:: Data to use ::
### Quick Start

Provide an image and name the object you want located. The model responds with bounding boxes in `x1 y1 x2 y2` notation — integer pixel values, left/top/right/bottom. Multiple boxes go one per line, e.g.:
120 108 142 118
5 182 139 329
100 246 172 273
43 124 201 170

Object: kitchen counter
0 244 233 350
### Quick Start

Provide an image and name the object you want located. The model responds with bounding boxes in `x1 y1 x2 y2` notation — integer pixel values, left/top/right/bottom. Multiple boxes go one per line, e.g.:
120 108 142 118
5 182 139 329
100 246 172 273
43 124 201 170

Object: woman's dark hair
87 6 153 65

--

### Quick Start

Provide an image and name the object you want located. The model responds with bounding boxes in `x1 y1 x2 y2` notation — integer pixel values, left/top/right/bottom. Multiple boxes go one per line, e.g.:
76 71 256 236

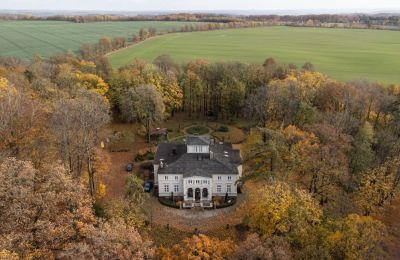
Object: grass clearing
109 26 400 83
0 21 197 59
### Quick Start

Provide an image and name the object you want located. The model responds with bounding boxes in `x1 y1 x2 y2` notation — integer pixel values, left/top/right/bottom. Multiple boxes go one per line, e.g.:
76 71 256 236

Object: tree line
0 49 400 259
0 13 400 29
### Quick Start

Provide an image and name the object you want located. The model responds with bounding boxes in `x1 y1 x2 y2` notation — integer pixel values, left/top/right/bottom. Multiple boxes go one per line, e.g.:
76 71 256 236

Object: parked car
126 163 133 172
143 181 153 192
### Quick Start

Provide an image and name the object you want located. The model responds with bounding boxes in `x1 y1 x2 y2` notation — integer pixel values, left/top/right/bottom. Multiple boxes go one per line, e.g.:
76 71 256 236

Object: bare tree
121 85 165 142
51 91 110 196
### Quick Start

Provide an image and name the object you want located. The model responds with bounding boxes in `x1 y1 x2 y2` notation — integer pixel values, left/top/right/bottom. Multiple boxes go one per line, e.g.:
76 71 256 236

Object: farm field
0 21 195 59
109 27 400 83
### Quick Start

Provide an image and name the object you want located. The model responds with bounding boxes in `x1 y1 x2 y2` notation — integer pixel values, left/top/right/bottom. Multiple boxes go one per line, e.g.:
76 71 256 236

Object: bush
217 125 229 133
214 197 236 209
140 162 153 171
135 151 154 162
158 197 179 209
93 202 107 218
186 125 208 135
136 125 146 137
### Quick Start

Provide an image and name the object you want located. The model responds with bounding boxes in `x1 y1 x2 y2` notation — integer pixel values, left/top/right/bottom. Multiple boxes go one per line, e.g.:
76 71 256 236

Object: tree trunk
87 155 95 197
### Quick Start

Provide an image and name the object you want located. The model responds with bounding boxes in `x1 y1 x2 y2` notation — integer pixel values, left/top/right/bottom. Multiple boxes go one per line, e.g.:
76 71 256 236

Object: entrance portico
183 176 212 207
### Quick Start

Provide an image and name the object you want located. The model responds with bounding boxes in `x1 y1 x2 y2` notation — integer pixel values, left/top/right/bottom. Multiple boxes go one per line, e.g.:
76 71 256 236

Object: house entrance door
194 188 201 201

---

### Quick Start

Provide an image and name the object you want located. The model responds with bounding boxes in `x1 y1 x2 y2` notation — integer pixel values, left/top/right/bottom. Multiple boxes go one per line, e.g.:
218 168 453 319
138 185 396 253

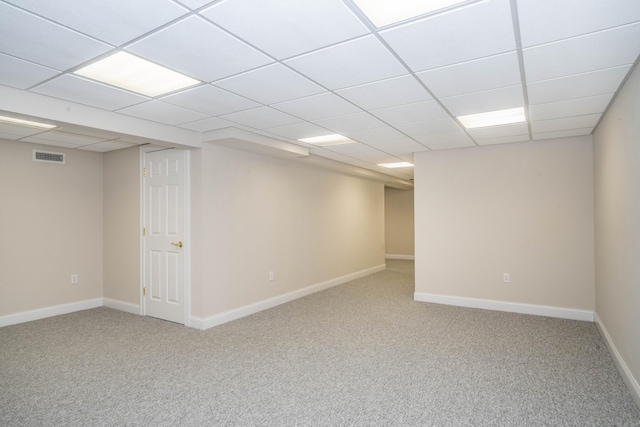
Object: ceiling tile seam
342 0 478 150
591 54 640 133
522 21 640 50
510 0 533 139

:: To do ::
Gather every line of the listing above that contains the string "entrance". Treat uppercase and lowercase letters as distinct.

:: The answer ::
Object: entrance portico
Object: house entrance door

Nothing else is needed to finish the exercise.